I had to go through something like this many years ago. First make a list of everything that is still yours. Contact her with the list and inform her that if she does not let you retrieve your belongings in 48 hours you will contact the police and report them stolen. If she still does not let you in to get the stuff, call the police. They will come and perform a civil (forgot exactly what it is called) something or other and escort/observe while you retrieve your stuff, in which she may even be arrested/charged. Normally the official threat of that in the first place works.


----------



## SnappingShark (Jun 20, 2014)

EVERYTHING through a lawyer. EVERYTHING.

yeah it'll cost you more, but it'll cost you even MORE if you don't.


----------



## JacaRanda (Jun 20, 2014)

sm4him said:


> robbins.photo said:
> 
> 
> > CAP said:
> ...




My thoughts exactly (still have not read the rest of your post).  

Do not contact her directly for anything until you can get into court.  Do it all through your lawyer if you have one.


----------



## sm4him (Jun 20, 2014)

BrightByNature said:


> EVERYTHING through a lawyer. EVERYTHING.
> 
> yeah it'll cost you more, but it'll cost you even MORE if you don't.



^THAT. So very, very much, THAT.

Seriously, you don't have kids with her do you? That would change things, but if there are no kids involved&#8230;Do. NOT. Speak. To. Her. 
Do. NOT. Write. To. Her.  By all that is good and kind in this WORLD, do not WRITE to her&#8230;not so much as a post-it note.  
Do not say or do anything in respect to her unless you have run it past your lawyer.  Because otherwise, seriously, someone who is clearly making it their choice to be this hostile, they WILL twist it, turn it and do everything possible to use it against you.

Just stay completely away from her, unless advised to contact her by your lawyer, until after this is legally resolved.  Do EVERYTHING through legal channels.


----------



## JacaRanda (Jun 20, 2014)

sm4him said:


> BrightByNature said:
> 
> 
> > EVERYTHING through a lawyer. EVERYTHING.
> ...




This should be a TPF Sticky!!!!!!!!!


----------



## tirediron (Jun 20, 2014)

sm4him said:


> BrightByNature said:
> 
> 
> > EVERYTHING through a lawyer. EVERYTHING.
> ...


Ummm... are we talking about two adults or a kindergarten class?  WHY would you pay a lawyer's exorbitant fees for something that requires nothing more than a simple telephone call/knock on the door???????


----------



## kathyt (Jun 20, 2014)

I just went through a divorce and I got all of my photog stuff. Wasn't even the slightest issue since it was my business.


----------



## JacaRanda (Jun 20, 2014)
+ + + + +
REQUIRED ACTIONS:
1: In the forum thread, why does sm4him say that nothing concerning her should be said or done without first running it past a lawyer?
2: Reproduce the lines of the records, starting with the line that contains "the foliage, given" and going on through the line that contains "[[927, 865]]".

Pointing dataset records
+ + + + +
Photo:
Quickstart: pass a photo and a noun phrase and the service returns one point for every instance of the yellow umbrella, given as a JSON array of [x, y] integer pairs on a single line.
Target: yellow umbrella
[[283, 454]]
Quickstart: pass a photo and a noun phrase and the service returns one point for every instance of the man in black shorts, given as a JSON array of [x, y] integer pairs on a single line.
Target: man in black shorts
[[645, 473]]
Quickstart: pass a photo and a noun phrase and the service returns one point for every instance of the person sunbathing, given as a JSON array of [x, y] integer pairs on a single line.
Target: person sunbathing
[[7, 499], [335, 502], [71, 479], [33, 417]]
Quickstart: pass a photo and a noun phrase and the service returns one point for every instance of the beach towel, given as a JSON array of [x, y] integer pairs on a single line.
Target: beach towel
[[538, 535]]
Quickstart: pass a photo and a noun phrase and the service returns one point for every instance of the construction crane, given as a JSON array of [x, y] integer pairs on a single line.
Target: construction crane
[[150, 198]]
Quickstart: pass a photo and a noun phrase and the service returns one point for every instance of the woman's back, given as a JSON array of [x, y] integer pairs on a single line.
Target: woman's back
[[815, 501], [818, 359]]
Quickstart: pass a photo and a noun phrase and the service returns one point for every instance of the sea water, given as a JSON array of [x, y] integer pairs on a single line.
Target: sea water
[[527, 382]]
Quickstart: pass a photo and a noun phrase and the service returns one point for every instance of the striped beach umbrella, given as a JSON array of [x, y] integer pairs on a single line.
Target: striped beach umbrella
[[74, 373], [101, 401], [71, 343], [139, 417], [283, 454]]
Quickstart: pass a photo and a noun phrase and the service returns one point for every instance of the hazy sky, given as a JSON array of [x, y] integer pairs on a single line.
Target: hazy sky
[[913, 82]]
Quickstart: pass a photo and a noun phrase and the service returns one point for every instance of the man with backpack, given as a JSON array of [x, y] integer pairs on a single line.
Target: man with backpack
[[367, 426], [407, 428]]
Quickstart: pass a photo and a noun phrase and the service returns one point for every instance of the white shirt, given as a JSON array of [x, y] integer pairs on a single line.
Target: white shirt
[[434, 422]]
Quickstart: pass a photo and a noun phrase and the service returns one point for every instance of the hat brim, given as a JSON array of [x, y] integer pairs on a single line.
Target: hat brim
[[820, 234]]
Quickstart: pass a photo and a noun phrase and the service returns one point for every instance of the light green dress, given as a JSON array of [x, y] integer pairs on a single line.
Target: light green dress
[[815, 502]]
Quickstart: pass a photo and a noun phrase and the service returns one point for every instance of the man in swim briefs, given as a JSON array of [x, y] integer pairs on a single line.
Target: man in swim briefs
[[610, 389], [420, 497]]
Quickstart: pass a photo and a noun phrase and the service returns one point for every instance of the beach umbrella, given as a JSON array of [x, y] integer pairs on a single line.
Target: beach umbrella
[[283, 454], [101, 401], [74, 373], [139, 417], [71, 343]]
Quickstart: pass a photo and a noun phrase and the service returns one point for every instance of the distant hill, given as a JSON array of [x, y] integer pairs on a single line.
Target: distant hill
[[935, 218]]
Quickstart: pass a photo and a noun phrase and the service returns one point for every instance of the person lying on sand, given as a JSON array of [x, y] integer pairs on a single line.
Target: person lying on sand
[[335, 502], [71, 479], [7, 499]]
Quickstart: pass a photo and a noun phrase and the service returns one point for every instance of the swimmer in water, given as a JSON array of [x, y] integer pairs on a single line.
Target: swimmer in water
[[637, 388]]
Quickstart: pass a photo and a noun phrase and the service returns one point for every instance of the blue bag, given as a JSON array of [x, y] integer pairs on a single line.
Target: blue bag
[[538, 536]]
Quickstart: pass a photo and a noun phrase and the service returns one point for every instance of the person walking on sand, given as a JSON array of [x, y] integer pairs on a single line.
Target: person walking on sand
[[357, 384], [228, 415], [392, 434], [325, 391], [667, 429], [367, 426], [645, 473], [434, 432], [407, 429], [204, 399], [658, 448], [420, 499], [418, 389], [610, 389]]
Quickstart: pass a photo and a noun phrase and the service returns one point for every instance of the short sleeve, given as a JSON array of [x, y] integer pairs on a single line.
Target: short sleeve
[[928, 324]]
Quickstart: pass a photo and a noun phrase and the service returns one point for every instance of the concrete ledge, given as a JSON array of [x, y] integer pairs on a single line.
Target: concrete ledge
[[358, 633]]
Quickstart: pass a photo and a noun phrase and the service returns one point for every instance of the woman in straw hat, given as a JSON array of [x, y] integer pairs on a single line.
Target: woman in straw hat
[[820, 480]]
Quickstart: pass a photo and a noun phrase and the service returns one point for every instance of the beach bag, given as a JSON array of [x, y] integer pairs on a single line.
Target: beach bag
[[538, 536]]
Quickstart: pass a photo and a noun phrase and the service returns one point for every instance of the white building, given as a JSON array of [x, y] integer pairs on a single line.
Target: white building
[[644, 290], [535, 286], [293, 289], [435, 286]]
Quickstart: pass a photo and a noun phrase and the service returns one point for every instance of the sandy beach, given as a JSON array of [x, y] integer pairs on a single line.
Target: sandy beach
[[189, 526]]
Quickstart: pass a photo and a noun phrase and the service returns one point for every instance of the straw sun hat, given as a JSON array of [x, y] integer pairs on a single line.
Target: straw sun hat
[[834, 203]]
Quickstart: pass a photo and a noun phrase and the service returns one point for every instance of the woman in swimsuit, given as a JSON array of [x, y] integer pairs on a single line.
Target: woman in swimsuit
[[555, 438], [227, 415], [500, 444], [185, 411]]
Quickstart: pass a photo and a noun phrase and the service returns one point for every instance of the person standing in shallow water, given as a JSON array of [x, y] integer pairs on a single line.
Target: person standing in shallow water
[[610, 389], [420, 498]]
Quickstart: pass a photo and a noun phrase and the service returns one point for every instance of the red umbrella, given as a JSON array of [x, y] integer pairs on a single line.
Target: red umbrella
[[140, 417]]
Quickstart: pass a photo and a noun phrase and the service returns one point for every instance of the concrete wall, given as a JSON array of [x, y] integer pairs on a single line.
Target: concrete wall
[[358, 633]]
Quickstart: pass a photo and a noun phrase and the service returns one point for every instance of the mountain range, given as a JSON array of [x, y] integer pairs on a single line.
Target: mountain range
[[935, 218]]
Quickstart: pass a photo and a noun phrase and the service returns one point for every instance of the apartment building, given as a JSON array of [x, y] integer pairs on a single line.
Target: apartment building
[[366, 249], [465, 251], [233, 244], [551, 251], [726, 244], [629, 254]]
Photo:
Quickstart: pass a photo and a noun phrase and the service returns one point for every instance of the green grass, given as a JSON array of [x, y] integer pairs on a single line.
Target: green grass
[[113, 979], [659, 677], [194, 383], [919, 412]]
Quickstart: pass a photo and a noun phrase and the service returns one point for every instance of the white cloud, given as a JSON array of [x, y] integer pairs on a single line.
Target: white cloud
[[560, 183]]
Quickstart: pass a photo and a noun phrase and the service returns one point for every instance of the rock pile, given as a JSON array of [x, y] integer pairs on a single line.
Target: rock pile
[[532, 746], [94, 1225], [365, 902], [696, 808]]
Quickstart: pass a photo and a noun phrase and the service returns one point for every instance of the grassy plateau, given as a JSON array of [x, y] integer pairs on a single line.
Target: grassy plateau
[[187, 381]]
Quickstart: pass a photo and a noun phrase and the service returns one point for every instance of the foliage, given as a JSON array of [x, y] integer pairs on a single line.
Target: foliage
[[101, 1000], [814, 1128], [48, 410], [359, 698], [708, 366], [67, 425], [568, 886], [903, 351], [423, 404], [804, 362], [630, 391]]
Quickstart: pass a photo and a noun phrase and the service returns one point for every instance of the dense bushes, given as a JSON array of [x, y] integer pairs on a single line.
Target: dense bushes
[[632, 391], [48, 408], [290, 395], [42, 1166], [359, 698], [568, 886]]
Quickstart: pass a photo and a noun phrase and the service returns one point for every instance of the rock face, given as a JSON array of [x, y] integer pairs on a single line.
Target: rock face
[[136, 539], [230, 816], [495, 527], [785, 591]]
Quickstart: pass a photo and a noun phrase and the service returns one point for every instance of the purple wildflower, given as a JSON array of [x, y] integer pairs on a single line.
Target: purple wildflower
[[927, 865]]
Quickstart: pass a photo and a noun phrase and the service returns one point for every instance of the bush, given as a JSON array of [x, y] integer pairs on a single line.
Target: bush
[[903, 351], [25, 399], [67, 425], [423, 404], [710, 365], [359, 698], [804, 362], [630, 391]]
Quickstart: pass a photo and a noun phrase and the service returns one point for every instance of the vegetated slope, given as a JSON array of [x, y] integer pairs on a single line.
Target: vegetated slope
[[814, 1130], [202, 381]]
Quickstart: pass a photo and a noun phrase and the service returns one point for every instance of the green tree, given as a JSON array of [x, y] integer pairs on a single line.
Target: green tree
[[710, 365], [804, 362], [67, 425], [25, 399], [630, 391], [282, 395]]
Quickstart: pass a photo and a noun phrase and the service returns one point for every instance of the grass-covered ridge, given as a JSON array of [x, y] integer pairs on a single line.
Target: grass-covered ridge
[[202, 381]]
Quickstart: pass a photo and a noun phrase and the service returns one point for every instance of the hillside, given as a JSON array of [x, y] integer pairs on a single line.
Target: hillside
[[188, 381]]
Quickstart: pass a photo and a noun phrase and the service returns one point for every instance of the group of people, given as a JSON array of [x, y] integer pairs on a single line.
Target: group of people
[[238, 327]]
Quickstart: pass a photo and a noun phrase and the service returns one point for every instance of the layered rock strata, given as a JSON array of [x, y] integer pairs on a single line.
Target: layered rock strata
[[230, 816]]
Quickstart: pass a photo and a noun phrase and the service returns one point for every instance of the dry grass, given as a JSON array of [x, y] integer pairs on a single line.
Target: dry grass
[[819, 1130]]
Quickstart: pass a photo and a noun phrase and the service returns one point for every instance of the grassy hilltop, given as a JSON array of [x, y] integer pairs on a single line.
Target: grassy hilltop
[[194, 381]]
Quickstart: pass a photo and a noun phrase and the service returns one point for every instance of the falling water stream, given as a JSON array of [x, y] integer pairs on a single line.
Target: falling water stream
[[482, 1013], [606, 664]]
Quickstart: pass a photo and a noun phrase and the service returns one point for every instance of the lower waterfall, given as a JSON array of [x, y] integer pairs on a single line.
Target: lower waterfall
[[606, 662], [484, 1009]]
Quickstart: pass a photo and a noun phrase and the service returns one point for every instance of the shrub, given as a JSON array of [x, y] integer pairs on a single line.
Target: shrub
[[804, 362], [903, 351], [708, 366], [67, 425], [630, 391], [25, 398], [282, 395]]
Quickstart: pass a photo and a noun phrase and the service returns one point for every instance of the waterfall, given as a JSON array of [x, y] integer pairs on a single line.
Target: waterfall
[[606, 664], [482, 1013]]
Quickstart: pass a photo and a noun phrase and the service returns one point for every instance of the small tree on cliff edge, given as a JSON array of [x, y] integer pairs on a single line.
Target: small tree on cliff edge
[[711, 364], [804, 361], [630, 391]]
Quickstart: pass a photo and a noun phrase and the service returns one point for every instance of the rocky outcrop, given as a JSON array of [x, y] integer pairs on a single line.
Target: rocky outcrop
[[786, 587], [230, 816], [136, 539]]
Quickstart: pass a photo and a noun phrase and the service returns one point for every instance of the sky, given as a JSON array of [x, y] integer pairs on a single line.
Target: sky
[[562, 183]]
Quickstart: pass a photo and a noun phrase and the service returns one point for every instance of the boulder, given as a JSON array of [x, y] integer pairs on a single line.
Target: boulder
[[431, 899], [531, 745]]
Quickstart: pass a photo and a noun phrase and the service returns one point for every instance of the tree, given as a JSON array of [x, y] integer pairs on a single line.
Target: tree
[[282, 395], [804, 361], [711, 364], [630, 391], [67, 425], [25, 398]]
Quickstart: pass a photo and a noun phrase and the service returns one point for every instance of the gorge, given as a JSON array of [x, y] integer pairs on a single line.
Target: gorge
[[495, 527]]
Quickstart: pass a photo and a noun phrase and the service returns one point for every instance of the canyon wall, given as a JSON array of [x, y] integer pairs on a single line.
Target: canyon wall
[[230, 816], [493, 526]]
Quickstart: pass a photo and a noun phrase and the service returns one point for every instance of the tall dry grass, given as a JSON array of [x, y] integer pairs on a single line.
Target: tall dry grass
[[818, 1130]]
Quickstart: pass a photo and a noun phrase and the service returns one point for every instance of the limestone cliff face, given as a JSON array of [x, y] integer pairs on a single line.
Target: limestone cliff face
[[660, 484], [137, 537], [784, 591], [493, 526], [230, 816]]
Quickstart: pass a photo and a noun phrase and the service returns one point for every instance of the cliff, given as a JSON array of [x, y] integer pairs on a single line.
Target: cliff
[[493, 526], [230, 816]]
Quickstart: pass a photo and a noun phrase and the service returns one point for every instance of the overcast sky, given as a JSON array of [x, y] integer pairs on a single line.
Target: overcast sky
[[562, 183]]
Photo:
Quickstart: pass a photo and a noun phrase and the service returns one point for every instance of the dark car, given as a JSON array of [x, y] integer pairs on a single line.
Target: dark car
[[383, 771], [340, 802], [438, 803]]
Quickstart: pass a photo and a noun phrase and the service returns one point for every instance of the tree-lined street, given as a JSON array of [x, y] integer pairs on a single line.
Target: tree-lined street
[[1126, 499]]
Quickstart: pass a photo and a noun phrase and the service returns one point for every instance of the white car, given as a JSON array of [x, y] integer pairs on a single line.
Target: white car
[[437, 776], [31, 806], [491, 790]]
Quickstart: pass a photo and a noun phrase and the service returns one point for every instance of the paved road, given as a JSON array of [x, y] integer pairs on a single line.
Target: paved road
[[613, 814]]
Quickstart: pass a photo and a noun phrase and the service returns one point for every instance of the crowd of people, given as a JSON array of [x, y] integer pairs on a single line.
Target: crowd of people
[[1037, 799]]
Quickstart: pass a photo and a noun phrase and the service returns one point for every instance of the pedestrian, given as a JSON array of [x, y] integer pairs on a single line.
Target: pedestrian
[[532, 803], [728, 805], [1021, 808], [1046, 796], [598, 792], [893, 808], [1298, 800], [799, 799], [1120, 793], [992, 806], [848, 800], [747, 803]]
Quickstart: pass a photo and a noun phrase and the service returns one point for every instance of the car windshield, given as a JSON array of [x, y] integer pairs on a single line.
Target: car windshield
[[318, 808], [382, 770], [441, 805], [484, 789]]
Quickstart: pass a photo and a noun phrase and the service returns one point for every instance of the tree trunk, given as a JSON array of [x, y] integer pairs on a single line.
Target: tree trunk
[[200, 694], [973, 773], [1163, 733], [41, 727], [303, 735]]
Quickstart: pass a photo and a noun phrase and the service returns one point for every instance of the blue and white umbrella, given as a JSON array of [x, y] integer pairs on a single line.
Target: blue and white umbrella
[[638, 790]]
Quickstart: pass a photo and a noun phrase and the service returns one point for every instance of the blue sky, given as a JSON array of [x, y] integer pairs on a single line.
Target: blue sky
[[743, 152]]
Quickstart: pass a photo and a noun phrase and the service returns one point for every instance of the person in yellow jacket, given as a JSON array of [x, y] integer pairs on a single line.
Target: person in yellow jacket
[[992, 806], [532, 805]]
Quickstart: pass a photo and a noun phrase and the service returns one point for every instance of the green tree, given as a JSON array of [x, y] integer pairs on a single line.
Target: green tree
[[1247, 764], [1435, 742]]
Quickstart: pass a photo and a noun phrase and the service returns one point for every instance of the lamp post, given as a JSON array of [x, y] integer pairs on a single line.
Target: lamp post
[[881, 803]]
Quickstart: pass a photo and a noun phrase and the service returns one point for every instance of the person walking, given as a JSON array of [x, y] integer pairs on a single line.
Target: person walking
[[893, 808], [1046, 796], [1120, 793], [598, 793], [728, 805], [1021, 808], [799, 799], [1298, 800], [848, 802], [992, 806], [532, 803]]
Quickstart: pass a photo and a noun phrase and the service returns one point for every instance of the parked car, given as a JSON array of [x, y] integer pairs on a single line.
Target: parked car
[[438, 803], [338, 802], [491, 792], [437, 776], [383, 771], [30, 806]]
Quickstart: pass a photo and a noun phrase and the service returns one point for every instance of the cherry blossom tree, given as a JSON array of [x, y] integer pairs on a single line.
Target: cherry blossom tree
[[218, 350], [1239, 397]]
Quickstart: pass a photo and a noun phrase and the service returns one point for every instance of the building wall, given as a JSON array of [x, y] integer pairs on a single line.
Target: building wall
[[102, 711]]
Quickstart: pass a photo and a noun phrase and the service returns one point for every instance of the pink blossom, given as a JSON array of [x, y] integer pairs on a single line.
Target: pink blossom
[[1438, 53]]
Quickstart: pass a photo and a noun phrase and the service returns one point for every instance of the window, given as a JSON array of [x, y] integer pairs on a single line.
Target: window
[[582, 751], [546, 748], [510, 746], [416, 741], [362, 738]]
+ + + + +
THE RESULTS:
1: Someone who is clearly choosing to be this hostile will twist and turn anything said or written. That person will do everything possible to use it against the poster.

2:
Quickstart: pass a photo and a noun phrase and the service returns one point for every instance of the foliage, given as a JSON array of [x, y] integer pairs on a single line.
Target: foliage
[[101, 1000], [814, 1128], [48, 410], [359, 698], [708, 366], [67, 425], [568, 886], [903, 351], [423, 404], [804, 362], [630, 391]]
Quickstart: pass a photo and a noun phrase and the service returns one point for every instance of the dense bushes, given as a JSON array of [x, y] integer pairs on a single line.
Target: dense bushes
[[632, 391], [48, 408], [290, 395], [42, 1166], [359, 698], [568, 886]]
Quickstart: pass a photo and a noun phrase and the service returns one point for every instance of the rock face, given as a JSON array of [x, y] integer pairs on a single line.
Target: rock face
[[136, 539], [230, 816], [495, 527], [785, 591]]
Quickstart: pass a photo and a noun phrase and the service returns one point for every instance of the purple wildflower, given as a JSON array of [x, y] integer pairs on a single line.
Target: purple wildflower
[[927, 865]]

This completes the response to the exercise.